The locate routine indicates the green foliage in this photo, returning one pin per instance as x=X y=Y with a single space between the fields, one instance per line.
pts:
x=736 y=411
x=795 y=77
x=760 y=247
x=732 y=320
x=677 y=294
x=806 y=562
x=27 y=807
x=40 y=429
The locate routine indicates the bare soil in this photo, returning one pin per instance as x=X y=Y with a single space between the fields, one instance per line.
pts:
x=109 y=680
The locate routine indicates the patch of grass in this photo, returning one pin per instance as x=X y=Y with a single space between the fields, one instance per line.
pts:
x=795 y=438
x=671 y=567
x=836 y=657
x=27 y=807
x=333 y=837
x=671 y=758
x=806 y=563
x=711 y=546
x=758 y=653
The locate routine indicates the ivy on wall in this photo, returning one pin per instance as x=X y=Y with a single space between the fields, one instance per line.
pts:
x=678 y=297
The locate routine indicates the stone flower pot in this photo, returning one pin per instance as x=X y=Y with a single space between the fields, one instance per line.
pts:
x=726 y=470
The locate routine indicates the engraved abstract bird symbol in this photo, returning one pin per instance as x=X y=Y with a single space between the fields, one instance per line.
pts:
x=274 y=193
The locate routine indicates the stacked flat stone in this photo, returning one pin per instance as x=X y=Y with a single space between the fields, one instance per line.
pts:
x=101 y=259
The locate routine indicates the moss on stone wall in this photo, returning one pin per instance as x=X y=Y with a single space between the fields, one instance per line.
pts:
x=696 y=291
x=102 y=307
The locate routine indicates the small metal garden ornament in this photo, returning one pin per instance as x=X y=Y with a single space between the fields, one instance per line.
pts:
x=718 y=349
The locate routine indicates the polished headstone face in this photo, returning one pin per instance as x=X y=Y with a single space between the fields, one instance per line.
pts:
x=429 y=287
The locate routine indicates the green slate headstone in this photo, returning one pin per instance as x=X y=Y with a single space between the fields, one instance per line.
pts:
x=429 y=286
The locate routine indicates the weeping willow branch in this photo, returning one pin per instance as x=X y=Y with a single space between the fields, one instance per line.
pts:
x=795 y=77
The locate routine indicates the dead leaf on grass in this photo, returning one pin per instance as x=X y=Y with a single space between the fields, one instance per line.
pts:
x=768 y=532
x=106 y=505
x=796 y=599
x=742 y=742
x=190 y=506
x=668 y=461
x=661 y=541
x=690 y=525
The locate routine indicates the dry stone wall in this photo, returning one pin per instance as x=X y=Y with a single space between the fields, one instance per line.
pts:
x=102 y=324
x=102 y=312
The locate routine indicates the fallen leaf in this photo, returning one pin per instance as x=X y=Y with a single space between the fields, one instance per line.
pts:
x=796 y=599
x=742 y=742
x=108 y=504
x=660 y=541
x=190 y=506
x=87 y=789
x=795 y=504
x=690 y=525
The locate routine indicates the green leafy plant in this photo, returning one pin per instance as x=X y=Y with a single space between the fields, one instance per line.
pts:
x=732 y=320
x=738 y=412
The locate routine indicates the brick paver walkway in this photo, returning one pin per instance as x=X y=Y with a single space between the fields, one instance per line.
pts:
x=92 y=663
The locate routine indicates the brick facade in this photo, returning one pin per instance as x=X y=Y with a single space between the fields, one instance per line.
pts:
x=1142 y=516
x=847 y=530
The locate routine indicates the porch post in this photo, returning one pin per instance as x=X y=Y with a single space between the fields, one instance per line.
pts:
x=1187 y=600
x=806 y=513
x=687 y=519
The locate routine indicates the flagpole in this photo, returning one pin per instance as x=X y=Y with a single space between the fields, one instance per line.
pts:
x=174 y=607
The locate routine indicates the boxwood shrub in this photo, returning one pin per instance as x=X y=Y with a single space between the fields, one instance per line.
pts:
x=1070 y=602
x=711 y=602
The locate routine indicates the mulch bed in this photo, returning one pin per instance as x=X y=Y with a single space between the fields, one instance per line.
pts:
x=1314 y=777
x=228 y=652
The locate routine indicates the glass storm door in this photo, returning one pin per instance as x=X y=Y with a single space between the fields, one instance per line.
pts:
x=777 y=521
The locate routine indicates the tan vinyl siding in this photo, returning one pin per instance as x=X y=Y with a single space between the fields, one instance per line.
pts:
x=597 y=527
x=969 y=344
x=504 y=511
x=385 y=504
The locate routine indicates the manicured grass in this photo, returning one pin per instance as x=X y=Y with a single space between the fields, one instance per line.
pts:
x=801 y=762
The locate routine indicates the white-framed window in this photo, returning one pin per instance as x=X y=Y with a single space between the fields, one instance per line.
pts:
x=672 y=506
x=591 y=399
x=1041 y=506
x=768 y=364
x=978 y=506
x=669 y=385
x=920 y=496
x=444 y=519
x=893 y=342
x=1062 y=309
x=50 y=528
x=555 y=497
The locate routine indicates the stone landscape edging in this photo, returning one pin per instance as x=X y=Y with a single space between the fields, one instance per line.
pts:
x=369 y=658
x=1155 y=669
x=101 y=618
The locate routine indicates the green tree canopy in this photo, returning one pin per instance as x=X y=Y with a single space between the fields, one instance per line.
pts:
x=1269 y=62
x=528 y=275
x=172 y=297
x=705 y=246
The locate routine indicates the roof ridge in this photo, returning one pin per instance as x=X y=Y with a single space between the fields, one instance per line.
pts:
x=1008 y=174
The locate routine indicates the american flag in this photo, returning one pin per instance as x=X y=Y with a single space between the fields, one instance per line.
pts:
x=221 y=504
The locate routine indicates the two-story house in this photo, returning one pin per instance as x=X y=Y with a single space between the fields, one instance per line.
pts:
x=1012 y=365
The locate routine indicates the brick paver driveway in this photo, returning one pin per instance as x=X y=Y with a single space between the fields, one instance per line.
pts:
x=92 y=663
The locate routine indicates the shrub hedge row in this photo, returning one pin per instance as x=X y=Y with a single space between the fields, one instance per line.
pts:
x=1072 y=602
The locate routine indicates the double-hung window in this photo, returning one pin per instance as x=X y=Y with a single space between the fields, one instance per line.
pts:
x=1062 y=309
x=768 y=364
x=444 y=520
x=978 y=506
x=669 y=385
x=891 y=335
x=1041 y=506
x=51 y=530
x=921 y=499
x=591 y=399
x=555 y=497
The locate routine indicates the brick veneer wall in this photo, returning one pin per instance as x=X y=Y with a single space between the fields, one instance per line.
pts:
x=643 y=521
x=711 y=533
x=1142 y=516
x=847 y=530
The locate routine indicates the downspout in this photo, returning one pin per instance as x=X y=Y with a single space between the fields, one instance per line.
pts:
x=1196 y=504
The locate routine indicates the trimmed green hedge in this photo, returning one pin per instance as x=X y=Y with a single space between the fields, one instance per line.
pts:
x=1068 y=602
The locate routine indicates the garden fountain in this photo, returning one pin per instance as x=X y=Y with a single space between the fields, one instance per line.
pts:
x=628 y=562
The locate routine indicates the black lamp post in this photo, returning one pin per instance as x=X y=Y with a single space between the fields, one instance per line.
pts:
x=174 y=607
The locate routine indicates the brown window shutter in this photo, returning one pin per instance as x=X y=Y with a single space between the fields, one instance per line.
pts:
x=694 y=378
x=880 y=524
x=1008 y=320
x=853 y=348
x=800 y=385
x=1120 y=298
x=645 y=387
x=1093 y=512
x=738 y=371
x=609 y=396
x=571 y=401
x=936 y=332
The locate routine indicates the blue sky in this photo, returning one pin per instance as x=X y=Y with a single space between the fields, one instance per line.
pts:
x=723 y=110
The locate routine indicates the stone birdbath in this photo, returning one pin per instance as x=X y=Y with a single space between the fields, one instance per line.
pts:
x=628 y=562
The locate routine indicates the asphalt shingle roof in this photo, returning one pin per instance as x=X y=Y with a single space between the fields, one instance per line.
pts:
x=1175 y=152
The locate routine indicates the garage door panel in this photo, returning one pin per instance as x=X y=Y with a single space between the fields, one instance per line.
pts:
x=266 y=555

====================

SET TASK: Replace every "locate routine" in the lines above with "point finder", and reproduce all of the lines with nothing else changed.

RESPONSE TO THIS EXERCISE:
The point finder indicates the green foliage in this photo, returning one pin per instance as x=X y=Y with a single space between the fields, one instance per line.
pts:
x=736 y=411
x=795 y=77
x=760 y=247
x=732 y=320
x=677 y=294
x=806 y=562
x=27 y=807
x=40 y=429
The point finder indicates the bare soil in this photo, returning one pin per instance as x=X y=Y with a single space between the fields, one instance per line.
pts:
x=109 y=680
The point finder indicates the patch of grass in this photo, returning one pin per instance as x=X y=Y with a single space between the fields, one instance per line.
pts:
x=795 y=438
x=671 y=567
x=836 y=657
x=27 y=807
x=333 y=837
x=671 y=758
x=806 y=563
x=711 y=546
x=758 y=653
The point finder indicates the ivy on wall in this photo, returning one pin per instance as x=X y=Y with a single space between the fields, one instance per line.
pts:
x=678 y=297
The point finder indicates the stone flower pot in this photo, returning one pin per instance as x=X y=Y with a single space between the fields, one instance per line.
pts:
x=726 y=470
The point finder indicates the engraved abstract bird symbol in this photo, returning one pin per instance as x=X y=Y with a single space between the fields, one instance per line.
pts:
x=274 y=193
The point finder indicates the stacked flat stone in this photo, returning one pin per instance as x=X y=Y with a single space between the fields, one instance per line.
pts:
x=101 y=259
The point finder indicates the moss on stone wall in this photo, returning one pin per instance as x=X y=Y with a single space between the fields, one instance per line.
pts:
x=696 y=291
x=102 y=307
The point finder indicates the small metal garden ornament in this photo, returning one pin per instance as x=X y=Y with a single space between the fields, one instance per line.
pts:
x=718 y=349
The point finder indicates the polished headstone face in this photo, returning one pin per instance as x=X y=Y with a single space between the fields, one instance per line.
pts:
x=429 y=287
The point finder indicates the green slate headstone in this photo, returning one pin per instance as x=X y=Y with a single space between the fields, one instance per line.
pts:
x=429 y=286
The point finder indicates the weeping willow branch in this photo, returning one pin per instance as x=X y=Y with a single space between the fields, one instance per line.
pts:
x=795 y=77
The point finder indicates the dead leaf on grass in this photo, returning one pin per instance as x=X y=Y with a single space between the fields, one instance per line.
pts:
x=768 y=532
x=106 y=505
x=796 y=599
x=742 y=742
x=190 y=506
x=668 y=461
x=661 y=541
x=690 y=525
The point finder indicates the dry stone wall in this photo, returning one pin per instance as x=X y=Y with a single space between the fields, one instance per line.
pts:
x=102 y=324
x=102 y=312
The point finder indicates the fallen leaf in this photo, returning one pin per instance as x=X y=Y with a single space between the fields, one instance per line.
pts:
x=796 y=599
x=742 y=742
x=108 y=504
x=660 y=541
x=190 y=506
x=87 y=789
x=795 y=504
x=690 y=525
The point finder indicates the green leafy plant in this photo, returning one pin per instance as x=X y=Y with a single space between the fields, one instance per line.
pts:
x=732 y=320
x=738 y=412
The point finder indicates the brick paver walkway in this photo, returning one pin per instance as x=X y=Y with a single space between the fields, one instance per line.
pts:
x=92 y=663
The point finder indicates the brick facade in this photo, returning one pin per instance as x=X y=Y with a single space between the fields, one instance per line.
pts:
x=1142 y=516
x=847 y=530
The point finder indicates the porch post in this photo, returning one pin per instance as x=X y=Y with a single space between the fields, one instance per line.
pts:
x=1187 y=600
x=806 y=513
x=687 y=519
The point finder indicates the flagpole in this photo, returning one pin per instance as x=X y=Y with a single space between the fields, one instance per line.
pts:
x=174 y=607
The point finder indicates the boxwood shrub in this photo, returning one pin per instance as x=X y=Y with a single space between the fields, one instance per line.
pts:
x=1070 y=602
x=711 y=602
The point finder indicates the mulch bed in this photo, returning one pin per instance as x=X y=Y with a single space between the fields, one instance per line.
pts:
x=1314 y=777
x=228 y=652
The point finder indicates the glass storm door in this photo, returning one pin per instance as x=X y=Y with a single space between the fields, one instance per line.
pts:
x=777 y=521
The point finder indicates the tan vinyl siding in this photo, returning one pin per instance as x=X y=Y with a single space between the fields, one instance per line.
pts:
x=597 y=527
x=969 y=344
x=504 y=511
x=385 y=504
The point finder indicates the manicured grass in this photo, returning one pin per instance as x=X y=Y with a single space between the fields, one instance per line.
pts:
x=801 y=762
The point finder indicates the white-framed window in this photo, returning one pin per instance as x=X y=Y with a single space between the fields, one instance per line.
pts:
x=672 y=506
x=591 y=399
x=1041 y=506
x=768 y=364
x=978 y=506
x=669 y=385
x=920 y=496
x=444 y=519
x=893 y=342
x=1062 y=309
x=50 y=528
x=555 y=497
The point finder indicates the stone landscape edging in this photo, returning one pin per instance as x=X y=Y with a single space between the fields, one instance per line.
pts:
x=369 y=658
x=1155 y=669
x=101 y=618
The point finder indicates the green tree canopy in this photo, returning one pin per instance as x=X y=Y with a single space between the fields, one instance per line.
pts:
x=1269 y=62
x=528 y=275
x=172 y=297
x=705 y=246
The point finder indicates the roof ridge in this photo, returning one pin per instance as x=X y=Y with a single space between the fields, one instance per line.
pts:
x=1008 y=174
The point finder indicates the american flag in this photo, returning one pin per instance as x=X y=Y with a single space between the fields, one instance per line.
pts:
x=221 y=504
The point finder indicates the two-story house in this photo, returning one pin per instance as x=X y=Y with a single space between the fields, one instance per line.
pts:
x=1012 y=365
The point finder indicates the brick paver driveway in this photo, returning one pin per instance as x=X y=Y with a single space between the fields, one instance per line.
pts:
x=92 y=663
The point finder indicates the shrub hedge row in this photo, returning one pin per instance as x=X y=Y with a single space between the fields, one instance per line.
pts:
x=1072 y=602
The point finder indicates the double-hung window in this photo, returning one pin per instance as x=X y=Y with a single space between the fields, one instance per line.
pts:
x=1062 y=309
x=768 y=364
x=444 y=520
x=978 y=506
x=669 y=385
x=891 y=335
x=1041 y=506
x=51 y=530
x=921 y=499
x=591 y=399
x=555 y=497
The point finder indicates the brick veneer wall in this photo, returning one pin per instance as x=X y=Y with a single space between the fields, one instance per line.
pts:
x=643 y=521
x=711 y=533
x=1142 y=516
x=847 y=530
The point finder indicates the downspout in this photo, returning one pin per instance as x=X y=Y with a single space between the fields, one instance per line.
pts:
x=1196 y=504
The point finder indicates the trimmed green hedge in this photo, returning one pin per instance as x=X y=Y with a single space between the fields, one instance per line.
pts:
x=1068 y=602
The point finder indicates the garden fountain in this photo, returning one pin per instance as x=X y=Y with a single space between the fields, one instance per line.
pts:
x=628 y=562
The point finder indicates the black lamp post in this photo, returning one pin per instance as x=X y=Y with a single space between the fields, one instance per line.
pts:
x=174 y=607
The point finder indicates the brown window shutter in this photo, returning one pin per instance as x=X y=Y with a single space between the fields, one instance per line.
pts:
x=694 y=378
x=880 y=524
x=1008 y=320
x=853 y=348
x=800 y=385
x=1120 y=298
x=645 y=387
x=1093 y=512
x=738 y=371
x=609 y=396
x=571 y=401
x=936 y=332
The point finder indicates the blue sky in this photo, returning one pin per instance as x=X y=Y with a single space between the fields, one instance per line.
pts:
x=723 y=110
The point finder indicates the stone birdbath in this photo, returning one pin per instance as x=X y=Y with a single space between the fields, one instance per line.
pts:
x=628 y=562
The point finder indicates the asphalt shingle roof in this photo, returning one pin per instance as x=X y=Y with a single space between the fields, one instance per line.
pts:
x=1175 y=152
The point finder indicates the garage door panel in this photo, returning one pin per instance as x=X y=Y with a single space between the fields, one instance per line.
pts:
x=266 y=555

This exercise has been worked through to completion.